28 giugno 2006 – Il 22 giugno, con 86 voti contro 13, non ha superato lo scrutinio del Senato USA la proposta dei senatori Democratici John Kerry e Russ Feingold per il ritiro a fasi delle truppe dall'Iraq, in larga parte a causa della codardia dimostrata dai democratici chiamati a sostenerla. Soltanto 13 senatori democratici hanno votato a favore: Daniel Akaka, Barbara Boxer, Richard Durbin, Tom Harkin, Daniel Inoye, James Jeffords, Edward Kennedy, Frank Lautenberg, Patrick Leahy, Robert Menendez e Ron Wyden. La proposta di Kerry stabiliva la scadenza del 2007 per il ritiro a fasi di tutte le truppe americane dall'Iraq, a partire dalla fine di quest'anno.

L'irresolutezza dei senatori Democratici è risaltata ancor più alcuni giorni dopo, quando la stampa americana ha dato notizia di piani del comando militare USA per iniziare il ritiro delle truppe già prima delle elezioni parlamentari di novembre.

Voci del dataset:
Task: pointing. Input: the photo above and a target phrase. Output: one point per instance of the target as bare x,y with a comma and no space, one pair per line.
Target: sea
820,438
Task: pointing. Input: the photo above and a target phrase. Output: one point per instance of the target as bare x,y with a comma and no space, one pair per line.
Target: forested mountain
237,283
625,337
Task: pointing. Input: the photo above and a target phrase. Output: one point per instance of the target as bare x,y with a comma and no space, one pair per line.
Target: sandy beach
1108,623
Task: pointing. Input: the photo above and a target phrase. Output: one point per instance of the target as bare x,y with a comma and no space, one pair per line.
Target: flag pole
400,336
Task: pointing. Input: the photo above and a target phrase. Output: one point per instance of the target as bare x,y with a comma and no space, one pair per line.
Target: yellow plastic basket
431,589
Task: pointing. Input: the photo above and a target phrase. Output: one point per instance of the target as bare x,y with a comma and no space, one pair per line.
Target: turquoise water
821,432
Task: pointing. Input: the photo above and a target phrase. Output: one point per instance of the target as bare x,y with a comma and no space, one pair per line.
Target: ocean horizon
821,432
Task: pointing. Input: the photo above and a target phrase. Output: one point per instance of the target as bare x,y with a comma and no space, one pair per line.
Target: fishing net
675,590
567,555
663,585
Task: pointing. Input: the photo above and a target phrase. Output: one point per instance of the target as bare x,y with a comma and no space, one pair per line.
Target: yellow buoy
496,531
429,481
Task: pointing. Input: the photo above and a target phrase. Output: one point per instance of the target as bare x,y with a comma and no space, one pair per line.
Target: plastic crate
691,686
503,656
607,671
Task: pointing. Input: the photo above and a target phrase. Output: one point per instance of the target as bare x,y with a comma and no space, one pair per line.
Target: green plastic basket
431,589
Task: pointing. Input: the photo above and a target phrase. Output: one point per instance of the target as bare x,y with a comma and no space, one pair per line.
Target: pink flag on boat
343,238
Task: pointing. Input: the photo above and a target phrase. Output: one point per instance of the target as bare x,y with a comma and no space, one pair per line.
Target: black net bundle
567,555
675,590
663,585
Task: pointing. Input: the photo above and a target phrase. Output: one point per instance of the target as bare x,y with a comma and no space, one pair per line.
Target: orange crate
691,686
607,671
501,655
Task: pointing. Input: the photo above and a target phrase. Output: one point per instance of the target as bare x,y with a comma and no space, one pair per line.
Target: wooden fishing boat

▶ **Compito scritto A**
Elenca tutte le persone nominate nell'articolo sul voto al Senato il cui nome di battesimo inizia con la lettera R.
▶ **Compito scritto B**
Ricopia dall'articolo sul voto al Senato il passo da "28 giugno 2006" fino a "fine di quest'anno." compreso, rinominando "Iraq" in "Afghanistan".
Le voci qui non servono a nulla.

▶ **Soluzione A**
Russ Feingold, Richard Durbin, Robert Menendez, Ron Wyden

▶ **Soluzione B**
28 giugno 2006 – Il 22 giugno, con 86 voti contro 13, non ha superato lo scrutinio del Senato USA la proposta dei senatori Democratici John Kerry e Russ Feingold per il ritiro a fasi delle truppe dall'Afghanistan, in larga parte a causa della codardia dimostrata dai democratici chiamati a sostenerla. Soltanto 13 senatori democratici hanno votato a favore: Daniel Akaka, Barbara Boxer, Richard Durbin, Tom Harkin, Daniel Inoye, James Jeffords, Edward Kennedy, Frank Lautenberg, Patrick Leahy, Robert Menendez e Ron Wyden. La proposta di Kerry stabiliva la scadenza del 2007 per il ritiro a fasi di tutte le truppe americane dall'Afghanistan, a partire dalla fine di quest'anno.